Activity:
Each record below must be written out exactly as given.

Listed entries:
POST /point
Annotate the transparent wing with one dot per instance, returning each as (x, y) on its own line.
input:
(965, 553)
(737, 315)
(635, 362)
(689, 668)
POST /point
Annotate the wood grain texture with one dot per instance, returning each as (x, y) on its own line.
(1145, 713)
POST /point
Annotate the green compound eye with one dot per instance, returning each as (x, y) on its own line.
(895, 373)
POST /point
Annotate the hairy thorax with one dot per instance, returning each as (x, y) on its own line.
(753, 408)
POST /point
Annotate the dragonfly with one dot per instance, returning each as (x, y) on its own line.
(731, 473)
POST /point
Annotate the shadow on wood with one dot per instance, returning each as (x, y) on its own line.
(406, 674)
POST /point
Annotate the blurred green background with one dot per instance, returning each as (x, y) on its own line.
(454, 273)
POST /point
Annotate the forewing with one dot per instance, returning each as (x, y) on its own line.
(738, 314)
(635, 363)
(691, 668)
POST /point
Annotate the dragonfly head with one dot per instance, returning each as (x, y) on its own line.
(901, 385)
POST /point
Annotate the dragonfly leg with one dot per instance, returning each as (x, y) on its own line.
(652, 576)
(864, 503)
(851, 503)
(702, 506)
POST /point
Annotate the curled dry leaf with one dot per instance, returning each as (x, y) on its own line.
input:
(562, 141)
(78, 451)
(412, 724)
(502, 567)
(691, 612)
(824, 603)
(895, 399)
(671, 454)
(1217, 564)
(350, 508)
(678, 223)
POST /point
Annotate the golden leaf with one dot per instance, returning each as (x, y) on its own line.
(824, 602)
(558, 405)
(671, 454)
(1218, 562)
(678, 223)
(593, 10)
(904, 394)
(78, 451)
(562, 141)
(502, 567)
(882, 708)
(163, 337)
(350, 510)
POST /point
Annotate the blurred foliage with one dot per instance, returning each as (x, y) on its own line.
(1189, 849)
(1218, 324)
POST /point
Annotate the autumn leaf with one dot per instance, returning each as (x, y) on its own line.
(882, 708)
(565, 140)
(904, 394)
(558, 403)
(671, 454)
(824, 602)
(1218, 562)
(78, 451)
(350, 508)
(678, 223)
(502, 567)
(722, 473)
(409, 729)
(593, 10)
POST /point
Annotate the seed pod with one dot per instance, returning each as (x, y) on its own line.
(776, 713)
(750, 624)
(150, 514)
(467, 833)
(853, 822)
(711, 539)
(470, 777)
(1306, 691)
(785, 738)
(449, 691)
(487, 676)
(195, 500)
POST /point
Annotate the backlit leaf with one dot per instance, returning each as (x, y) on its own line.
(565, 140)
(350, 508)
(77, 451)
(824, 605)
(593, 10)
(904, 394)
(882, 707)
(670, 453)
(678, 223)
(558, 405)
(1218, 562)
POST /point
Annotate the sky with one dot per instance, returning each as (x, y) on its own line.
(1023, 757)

Solved problem:
POST /point
Annotate the transparent wing with one dot per instance, returning each as (x, y) on its own line.
input:
(965, 553)
(737, 315)
(635, 362)
(689, 668)
POST /point
Annotate the wood grain texture with one dot per instance, returning each as (x, y) on its own line.
(1145, 713)
POST /point
Annotate the green compound eye with one dot per instance, returning each as (x, y) on its own line.
(895, 373)
POST /point
Annotate the hairy thorax with one dot per instance, returning each as (x, y) on its own line.
(753, 408)
POST /point
Annotate the dragonfly with one dot per instance, returning each as (x, y) on its own line.
(731, 473)
POST /point
Annotate the shadow on wood with one dot per instance, returning each as (x, y) on its own line.
(406, 674)
POST /point
Annotate the blurred green background with one dot per instance, returning each as (x, y) on its own line.
(454, 273)
POST /point
Annotate the forewing with one dot per instance, returning each as (x, y) on its own line.
(738, 314)
(635, 363)
(691, 668)
POST /point
Annotate the dragonfly head with one dot per instance, returning each as (x, y) on its own line.
(901, 385)
POST /point
Annotate the dragonfly leg with one dot per instance, returning each as (x, y) on its own line.
(652, 576)
(864, 503)
(851, 503)
(702, 506)
POST /point
Annotate the curled dry leaf with one dot per instance, returning each as (x, y) on its own line.
input:
(562, 141)
(78, 451)
(412, 724)
(502, 567)
(691, 612)
(824, 603)
(895, 399)
(671, 454)
(1217, 564)
(350, 508)
(678, 223)
POST /point
Annotate the golden leaf with one dot per instance, returning each as (x, y) on its own line.
(824, 602)
(558, 405)
(671, 454)
(1218, 562)
(678, 223)
(593, 10)
(904, 394)
(78, 451)
(562, 141)
(502, 567)
(882, 708)
(163, 337)
(350, 510)
POST /point
Annotate the blurred foliage with one dot per instance, returning each as (x, y) on its own line.
(1189, 849)
(1218, 324)
POST /point
Annotate the autumn leaf with one dot per instance, returning each as (x, y) on its own line.
(882, 708)
(565, 140)
(904, 394)
(558, 403)
(671, 454)
(824, 602)
(1218, 562)
(78, 451)
(350, 508)
(678, 223)
(502, 567)
(722, 473)
(409, 729)
(593, 10)
POST /point
Annotate the seed pod with one dot per instance, returning each as (x, y) on its own line.
(776, 713)
(750, 624)
(150, 514)
(467, 833)
(853, 822)
(711, 539)
(470, 777)
(1306, 691)
(785, 738)
(449, 691)
(487, 676)
(195, 500)
POST /point
Annotate the backlit leaf with one dot per instance, returning each as (x, y) on its own line.
(565, 140)
(350, 508)
(77, 451)
(824, 605)
(593, 10)
(904, 394)
(882, 707)
(670, 453)
(678, 223)
(558, 405)
(1218, 562)
POST /point
Annotate the sky with one dot per instance, returning each as (x, y) on its own line.
(1023, 757)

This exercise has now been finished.